_Stated problem_.
Print the line containing "Guideline: put one point on each instance of the drainpipe" and each line after it through the end, please, with nothing added.

[Excerpt from a dataset]
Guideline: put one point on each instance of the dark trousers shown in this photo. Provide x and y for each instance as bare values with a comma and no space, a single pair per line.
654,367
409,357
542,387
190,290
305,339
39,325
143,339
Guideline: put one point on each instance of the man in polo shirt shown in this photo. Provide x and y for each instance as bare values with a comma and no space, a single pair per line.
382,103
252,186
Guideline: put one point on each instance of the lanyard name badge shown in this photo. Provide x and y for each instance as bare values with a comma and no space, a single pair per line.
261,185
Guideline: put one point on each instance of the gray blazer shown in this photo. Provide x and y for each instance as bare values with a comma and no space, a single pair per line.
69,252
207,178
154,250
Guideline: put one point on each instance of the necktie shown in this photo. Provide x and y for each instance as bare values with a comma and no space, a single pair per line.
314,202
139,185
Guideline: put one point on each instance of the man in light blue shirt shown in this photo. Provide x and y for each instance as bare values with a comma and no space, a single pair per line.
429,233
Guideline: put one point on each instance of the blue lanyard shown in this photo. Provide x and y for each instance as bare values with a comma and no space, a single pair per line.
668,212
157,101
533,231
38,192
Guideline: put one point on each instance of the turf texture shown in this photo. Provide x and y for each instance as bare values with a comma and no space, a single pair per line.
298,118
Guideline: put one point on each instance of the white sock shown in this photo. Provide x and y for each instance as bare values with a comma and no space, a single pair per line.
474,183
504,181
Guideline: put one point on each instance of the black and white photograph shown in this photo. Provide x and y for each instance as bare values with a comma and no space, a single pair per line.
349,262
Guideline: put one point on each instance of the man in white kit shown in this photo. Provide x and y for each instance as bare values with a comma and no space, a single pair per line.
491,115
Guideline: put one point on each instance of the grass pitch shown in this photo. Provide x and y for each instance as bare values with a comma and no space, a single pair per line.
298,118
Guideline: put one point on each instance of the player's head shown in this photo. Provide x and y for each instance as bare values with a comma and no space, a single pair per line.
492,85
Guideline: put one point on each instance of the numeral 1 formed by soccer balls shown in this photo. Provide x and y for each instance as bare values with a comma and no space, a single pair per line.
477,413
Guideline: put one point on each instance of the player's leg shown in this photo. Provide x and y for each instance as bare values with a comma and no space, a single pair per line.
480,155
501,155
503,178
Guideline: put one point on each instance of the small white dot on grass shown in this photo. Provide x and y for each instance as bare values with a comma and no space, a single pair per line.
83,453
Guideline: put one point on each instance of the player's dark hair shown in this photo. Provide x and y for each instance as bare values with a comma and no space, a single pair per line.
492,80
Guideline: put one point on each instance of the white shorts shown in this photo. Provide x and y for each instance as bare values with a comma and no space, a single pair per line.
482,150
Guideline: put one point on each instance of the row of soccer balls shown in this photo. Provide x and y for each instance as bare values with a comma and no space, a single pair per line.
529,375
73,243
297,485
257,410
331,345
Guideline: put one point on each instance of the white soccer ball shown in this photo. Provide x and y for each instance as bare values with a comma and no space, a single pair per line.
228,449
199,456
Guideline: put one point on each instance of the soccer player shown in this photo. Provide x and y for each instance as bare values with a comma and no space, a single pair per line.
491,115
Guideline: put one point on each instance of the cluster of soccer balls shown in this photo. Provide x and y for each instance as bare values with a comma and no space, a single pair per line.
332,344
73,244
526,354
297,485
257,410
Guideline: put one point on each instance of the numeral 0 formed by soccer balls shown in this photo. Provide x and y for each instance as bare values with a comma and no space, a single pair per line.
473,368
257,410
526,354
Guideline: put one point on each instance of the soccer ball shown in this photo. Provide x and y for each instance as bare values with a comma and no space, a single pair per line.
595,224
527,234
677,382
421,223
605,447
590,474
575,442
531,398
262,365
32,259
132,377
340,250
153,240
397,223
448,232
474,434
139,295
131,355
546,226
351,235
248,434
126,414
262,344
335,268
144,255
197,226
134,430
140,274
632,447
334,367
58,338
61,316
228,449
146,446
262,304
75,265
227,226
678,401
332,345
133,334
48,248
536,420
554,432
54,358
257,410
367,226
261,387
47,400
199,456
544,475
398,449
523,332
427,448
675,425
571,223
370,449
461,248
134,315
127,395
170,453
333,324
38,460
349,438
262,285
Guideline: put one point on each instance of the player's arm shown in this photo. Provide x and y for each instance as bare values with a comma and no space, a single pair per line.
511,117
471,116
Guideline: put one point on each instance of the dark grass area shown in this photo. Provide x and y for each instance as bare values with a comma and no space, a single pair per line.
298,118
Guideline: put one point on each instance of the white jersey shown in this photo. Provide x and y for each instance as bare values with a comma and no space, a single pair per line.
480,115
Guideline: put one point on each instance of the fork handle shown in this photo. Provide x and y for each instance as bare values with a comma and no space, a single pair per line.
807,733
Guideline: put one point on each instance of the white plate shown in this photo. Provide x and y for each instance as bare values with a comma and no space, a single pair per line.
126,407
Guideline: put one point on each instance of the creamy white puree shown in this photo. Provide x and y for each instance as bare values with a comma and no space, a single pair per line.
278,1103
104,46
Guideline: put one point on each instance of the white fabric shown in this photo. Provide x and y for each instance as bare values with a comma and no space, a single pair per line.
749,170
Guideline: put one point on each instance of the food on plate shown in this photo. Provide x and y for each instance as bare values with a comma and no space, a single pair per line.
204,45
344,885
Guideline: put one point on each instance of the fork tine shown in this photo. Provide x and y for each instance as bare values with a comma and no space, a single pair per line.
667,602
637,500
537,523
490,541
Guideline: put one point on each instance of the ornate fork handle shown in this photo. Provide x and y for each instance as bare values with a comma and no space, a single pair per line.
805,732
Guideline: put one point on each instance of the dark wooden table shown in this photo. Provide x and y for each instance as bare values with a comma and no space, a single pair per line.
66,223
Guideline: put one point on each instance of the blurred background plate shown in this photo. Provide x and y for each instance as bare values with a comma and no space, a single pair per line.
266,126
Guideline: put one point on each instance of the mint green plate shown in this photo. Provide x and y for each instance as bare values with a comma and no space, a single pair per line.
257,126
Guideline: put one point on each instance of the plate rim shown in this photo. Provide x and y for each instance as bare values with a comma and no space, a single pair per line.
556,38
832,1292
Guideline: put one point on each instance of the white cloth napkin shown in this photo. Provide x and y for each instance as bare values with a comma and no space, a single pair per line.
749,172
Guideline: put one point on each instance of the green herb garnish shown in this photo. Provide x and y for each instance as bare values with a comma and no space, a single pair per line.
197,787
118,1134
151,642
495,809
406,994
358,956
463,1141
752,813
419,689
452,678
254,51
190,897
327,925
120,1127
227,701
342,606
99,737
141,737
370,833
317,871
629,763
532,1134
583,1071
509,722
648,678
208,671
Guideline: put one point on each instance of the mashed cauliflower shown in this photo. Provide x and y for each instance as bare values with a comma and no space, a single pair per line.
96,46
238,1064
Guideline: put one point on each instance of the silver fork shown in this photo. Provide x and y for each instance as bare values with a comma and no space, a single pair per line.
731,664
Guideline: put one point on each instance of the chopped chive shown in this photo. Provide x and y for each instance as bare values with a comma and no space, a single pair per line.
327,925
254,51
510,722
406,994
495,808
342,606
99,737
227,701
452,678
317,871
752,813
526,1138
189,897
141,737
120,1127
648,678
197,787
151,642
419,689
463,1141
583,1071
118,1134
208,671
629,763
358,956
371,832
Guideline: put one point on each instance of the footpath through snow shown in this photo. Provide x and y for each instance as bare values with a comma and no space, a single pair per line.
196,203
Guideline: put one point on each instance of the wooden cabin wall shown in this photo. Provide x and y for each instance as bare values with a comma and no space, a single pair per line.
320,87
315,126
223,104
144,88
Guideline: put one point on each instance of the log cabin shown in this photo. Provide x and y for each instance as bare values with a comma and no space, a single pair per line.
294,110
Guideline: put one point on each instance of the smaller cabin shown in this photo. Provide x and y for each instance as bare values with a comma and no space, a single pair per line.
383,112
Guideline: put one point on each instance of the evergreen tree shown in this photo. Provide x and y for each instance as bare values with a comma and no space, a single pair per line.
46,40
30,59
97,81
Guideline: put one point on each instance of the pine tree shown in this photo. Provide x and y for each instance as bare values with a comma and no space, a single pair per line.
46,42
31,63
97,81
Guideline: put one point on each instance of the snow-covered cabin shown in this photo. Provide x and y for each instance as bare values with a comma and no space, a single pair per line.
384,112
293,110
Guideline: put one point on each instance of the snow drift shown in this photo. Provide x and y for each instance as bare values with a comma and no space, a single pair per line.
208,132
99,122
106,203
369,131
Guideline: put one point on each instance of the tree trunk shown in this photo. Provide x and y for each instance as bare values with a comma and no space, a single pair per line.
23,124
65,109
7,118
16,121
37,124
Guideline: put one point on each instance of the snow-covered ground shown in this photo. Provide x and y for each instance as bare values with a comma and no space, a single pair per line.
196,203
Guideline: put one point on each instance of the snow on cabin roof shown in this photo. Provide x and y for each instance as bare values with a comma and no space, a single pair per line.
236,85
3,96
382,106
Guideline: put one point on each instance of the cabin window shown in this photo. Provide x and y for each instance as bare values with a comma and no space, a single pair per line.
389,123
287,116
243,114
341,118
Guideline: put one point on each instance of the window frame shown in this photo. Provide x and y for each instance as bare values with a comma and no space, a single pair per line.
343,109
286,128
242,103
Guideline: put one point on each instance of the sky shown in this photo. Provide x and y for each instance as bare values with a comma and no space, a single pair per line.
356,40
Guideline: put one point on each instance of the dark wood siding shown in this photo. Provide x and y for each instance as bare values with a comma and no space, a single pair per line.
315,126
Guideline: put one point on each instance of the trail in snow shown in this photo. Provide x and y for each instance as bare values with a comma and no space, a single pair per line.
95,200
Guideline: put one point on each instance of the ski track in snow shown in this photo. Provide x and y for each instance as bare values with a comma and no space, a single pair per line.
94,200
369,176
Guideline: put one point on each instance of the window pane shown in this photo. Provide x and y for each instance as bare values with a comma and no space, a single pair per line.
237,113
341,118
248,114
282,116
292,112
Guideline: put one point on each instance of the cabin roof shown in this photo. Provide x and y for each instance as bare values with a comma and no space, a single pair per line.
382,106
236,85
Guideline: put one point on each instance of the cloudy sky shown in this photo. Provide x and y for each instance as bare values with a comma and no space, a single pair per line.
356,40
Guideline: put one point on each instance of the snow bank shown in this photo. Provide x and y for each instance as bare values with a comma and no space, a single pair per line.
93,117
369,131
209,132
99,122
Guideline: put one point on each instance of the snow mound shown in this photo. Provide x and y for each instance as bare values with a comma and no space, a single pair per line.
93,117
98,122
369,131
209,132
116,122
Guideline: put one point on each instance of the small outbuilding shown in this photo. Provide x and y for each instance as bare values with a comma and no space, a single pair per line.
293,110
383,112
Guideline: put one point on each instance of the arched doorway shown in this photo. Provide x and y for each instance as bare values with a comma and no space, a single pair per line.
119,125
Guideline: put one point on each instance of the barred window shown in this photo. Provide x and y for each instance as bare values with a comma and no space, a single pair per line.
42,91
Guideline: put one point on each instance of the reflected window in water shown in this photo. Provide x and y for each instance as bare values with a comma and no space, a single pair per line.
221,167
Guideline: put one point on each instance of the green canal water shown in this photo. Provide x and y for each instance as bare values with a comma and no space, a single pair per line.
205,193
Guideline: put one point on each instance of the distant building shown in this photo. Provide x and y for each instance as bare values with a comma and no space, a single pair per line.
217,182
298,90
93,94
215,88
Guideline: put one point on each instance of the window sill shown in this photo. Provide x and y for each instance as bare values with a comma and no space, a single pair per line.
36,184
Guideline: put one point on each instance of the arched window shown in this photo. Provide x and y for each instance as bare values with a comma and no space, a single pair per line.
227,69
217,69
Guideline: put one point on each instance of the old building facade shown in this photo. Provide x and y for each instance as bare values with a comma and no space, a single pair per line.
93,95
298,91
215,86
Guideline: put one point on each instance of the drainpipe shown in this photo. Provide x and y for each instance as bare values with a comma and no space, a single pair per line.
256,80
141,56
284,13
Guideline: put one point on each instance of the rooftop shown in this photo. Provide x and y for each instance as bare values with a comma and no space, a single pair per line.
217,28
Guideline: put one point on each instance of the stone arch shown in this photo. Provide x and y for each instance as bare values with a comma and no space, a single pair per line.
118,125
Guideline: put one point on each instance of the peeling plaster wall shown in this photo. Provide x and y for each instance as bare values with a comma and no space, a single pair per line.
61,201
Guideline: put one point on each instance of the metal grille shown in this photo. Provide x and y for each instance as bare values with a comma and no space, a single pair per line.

_Exercise output_.
Guideline: put one point on each instance of the drainpipe shown in this photo. Provide x and y for each instance as bare values with a comma and no space, a single pair per line.
256,80
141,56
284,13
Guideline: put one point on each instance of the rooftop shown in this photo. Provide x and y for each instance as bare values with a comma and no space, a single pair per line.
217,28
Guideline: put one point on each instance of the stone arch shown in this photo. Provide x and y for each instance as bare values with a comma and no space, a single pair per line.
118,125
Guideline: put one point on each instance of the peeling plaster wall shown in this photo. Provide x and y for each instance as bare values with a comma and no space, a single pair per line.
61,201
Guideline: put one point on each instance of the metal grille shown in this photo. Provide x and y for each instance as bare values with a comma and no space, a single pair per line.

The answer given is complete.